Exercise material:
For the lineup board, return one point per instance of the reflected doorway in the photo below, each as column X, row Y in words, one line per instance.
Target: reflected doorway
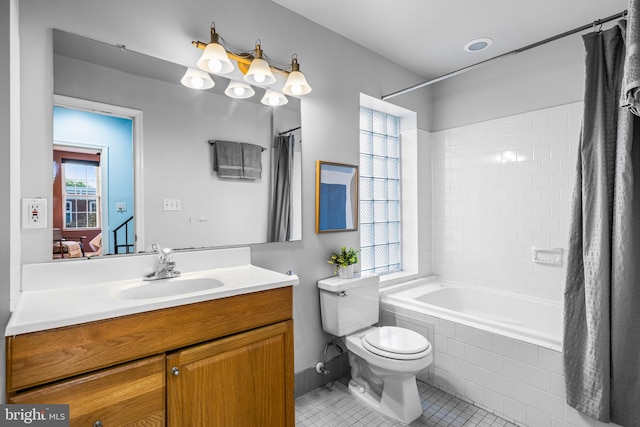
column 93, row 183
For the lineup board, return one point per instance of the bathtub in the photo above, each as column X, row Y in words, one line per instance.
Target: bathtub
column 533, row 320
column 499, row 350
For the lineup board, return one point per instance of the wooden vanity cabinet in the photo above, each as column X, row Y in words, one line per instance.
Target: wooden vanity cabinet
column 239, row 381
column 233, row 358
column 132, row 394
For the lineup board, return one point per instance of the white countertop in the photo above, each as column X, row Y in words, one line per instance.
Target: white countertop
column 39, row 310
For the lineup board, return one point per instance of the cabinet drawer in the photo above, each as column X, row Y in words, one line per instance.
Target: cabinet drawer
column 132, row 394
column 41, row 357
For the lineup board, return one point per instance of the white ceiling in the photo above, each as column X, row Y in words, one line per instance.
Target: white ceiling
column 428, row 36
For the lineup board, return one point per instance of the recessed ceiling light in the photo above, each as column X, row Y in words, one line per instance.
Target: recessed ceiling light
column 478, row 44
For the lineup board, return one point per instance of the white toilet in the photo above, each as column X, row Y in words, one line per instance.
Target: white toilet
column 384, row 360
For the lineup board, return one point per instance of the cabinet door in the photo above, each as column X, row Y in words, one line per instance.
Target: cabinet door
column 242, row 380
column 132, row 394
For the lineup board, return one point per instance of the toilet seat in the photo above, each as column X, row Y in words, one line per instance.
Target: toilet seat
column 396, row 343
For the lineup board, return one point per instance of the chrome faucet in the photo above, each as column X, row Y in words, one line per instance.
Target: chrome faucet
column 166, row 265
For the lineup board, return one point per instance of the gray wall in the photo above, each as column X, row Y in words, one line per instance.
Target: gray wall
column 549, row 75
column 165, row 29
column 5, row 99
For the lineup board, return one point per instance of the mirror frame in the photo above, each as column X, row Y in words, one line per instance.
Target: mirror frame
column 323, row 203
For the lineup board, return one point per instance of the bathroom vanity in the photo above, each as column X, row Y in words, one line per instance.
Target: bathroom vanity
column 223, row 361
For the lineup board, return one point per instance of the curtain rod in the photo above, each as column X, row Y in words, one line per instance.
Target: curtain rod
column 290, row 130
column 522, row 49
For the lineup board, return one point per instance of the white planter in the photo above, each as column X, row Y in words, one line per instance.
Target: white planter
column 346, row 272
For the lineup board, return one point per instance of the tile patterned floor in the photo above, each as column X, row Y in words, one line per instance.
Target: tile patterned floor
column 337, row 408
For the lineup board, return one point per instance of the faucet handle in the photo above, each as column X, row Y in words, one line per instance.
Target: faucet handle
column 154, row 247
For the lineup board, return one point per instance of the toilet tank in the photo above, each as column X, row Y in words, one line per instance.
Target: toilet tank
column 348, row 305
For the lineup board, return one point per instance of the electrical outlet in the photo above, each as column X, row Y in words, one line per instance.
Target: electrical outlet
column 34, row 213
column 171, row 205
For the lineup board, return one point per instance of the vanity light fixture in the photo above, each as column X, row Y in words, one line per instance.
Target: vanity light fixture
column 197, row 79
column 296, row 84
column 214, row 59
column 259, row 72
column 257, row 67
column 239, row 90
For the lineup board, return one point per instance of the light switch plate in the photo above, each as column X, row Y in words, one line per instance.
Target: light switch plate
column 171, row 205
column 34, row 213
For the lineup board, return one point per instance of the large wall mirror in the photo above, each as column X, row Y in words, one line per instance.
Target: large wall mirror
column 132, row 164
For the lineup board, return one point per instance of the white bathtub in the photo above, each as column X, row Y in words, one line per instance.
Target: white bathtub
column 499, row 350
column 533, row 320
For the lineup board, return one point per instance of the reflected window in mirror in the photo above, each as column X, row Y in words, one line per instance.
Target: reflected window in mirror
column 92, row 196
column 81, row 193
column 171, row 144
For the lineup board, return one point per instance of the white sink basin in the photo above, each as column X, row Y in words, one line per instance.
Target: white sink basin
column 169, row 287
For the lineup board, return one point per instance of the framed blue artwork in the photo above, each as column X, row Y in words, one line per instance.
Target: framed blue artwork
column 336, row 197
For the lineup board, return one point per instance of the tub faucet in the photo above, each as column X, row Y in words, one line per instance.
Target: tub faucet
column 166, row 265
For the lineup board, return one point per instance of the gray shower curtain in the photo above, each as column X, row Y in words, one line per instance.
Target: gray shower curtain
column 602, row 293
column 281, row 175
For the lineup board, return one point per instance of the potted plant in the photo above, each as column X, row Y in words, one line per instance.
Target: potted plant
column 344, row 261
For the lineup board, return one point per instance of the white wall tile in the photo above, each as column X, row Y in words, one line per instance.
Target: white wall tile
column 493, row 400
column 527, row 353
column 550, row 404
column 515, row 410
column 483, row 339
column 537, row 418
column 557, row 385
column 550, row 360
column 539, row 378
column 473, row 392
column 479, row 203
column 455, row 349
column 526, row 394
column 504, row 346
column 515, row 369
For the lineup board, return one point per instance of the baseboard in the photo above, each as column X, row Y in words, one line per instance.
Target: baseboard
column 309, row 379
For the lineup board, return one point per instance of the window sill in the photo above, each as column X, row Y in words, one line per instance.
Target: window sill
column 389, row 280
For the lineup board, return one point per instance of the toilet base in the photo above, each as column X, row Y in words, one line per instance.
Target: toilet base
column 400, row 399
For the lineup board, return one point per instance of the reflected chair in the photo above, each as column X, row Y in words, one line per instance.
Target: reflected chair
column 67, row 245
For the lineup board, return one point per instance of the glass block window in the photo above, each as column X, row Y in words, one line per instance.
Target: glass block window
column 380, row 232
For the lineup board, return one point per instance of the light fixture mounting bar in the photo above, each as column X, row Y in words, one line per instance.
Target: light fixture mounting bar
column 244, row 58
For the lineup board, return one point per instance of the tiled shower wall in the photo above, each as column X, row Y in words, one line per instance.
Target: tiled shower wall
column 500, row 188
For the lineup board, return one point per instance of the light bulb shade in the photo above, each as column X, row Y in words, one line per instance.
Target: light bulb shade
column 239, row 90
column 296, row 84
column 197, row 79
column 214, row 60
column 259, row 73
column 273, row 98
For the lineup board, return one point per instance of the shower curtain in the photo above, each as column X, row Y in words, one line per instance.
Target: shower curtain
column 602, row 293
column 281, row 175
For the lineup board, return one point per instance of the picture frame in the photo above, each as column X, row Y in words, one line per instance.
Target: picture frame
column 337, row 197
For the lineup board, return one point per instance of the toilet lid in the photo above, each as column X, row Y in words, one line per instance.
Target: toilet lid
column 392, row 341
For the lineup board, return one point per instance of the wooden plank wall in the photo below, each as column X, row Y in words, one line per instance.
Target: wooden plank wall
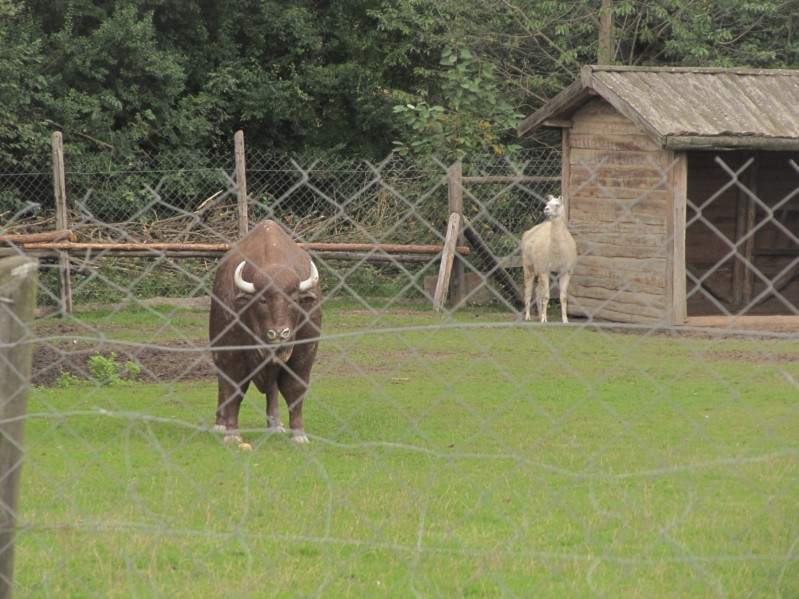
column 618, row 196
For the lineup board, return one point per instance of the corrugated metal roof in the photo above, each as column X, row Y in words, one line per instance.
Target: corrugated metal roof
column 684, row 108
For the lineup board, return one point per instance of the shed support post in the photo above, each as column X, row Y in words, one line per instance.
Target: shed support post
column 742, row 276
column 676, row 298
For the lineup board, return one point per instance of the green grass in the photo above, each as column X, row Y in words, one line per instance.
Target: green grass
column 472, row 456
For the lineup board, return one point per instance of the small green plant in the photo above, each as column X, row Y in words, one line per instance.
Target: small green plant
column 66, row 379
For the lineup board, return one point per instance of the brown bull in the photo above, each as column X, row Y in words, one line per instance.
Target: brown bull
column 265, row 321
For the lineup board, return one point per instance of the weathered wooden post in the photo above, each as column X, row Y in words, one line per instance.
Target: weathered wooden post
column 18, row 276
column 241, row 184
column 61, row 222
column 455, row 192
column 447, row 257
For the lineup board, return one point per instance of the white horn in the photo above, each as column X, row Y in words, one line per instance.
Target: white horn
column 310, row 281
column 241, row 283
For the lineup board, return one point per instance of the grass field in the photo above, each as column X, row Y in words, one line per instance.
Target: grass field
column 467, row 457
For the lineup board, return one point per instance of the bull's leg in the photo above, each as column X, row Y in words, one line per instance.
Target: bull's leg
column 563, row 283
column 273, row 408
column 229, row 400
column 529, row 277
column 293, row 390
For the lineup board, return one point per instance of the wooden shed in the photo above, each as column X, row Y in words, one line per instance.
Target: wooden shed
column 682, row 190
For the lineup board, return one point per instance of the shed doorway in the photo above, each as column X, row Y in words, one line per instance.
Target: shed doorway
column 742, row 233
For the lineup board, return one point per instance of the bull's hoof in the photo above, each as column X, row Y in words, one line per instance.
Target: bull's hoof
column 298, row 437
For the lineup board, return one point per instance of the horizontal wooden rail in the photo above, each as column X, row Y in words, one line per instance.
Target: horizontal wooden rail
column 24, row 238
column 224, row 247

Short problem: Copy the lines word for word, starting with the line containing "of the bathtub" and going on through the line containing "column 428, row 36".

Response to this task:
For the lineup board, return one point per instance of the bathtub in the photo above, each as column X, row Y in words, one line per instance.
Target: bathtub
column 533, row 320
column 499, row 350
For the lineup board, return one point per instance of the wooden vanity cabinet in the photo above, each as column X, row Y in words, one line per instance.
Target: wooden vanity cabinet
column 239, row 381
column 233, row 358
column 132, row 394
For the lineup board, return one point per instance of the white countertop in the photo above, each as column X, row Y in words, one line per instance.
Target: white countertop
column 39, row 310
For the lineup board, return one point per instance of the cabinet drawer in the photo above, each as column X, row Y in words, one line per instance.
Target: cabinet drawer
column 132, row 394
column 41, row 357
For the lineup board, return one point per instance of the white ceiling in the photo above, each as column X, row Y in words, one line per instance.
Target: white ceiling
column 428, row 36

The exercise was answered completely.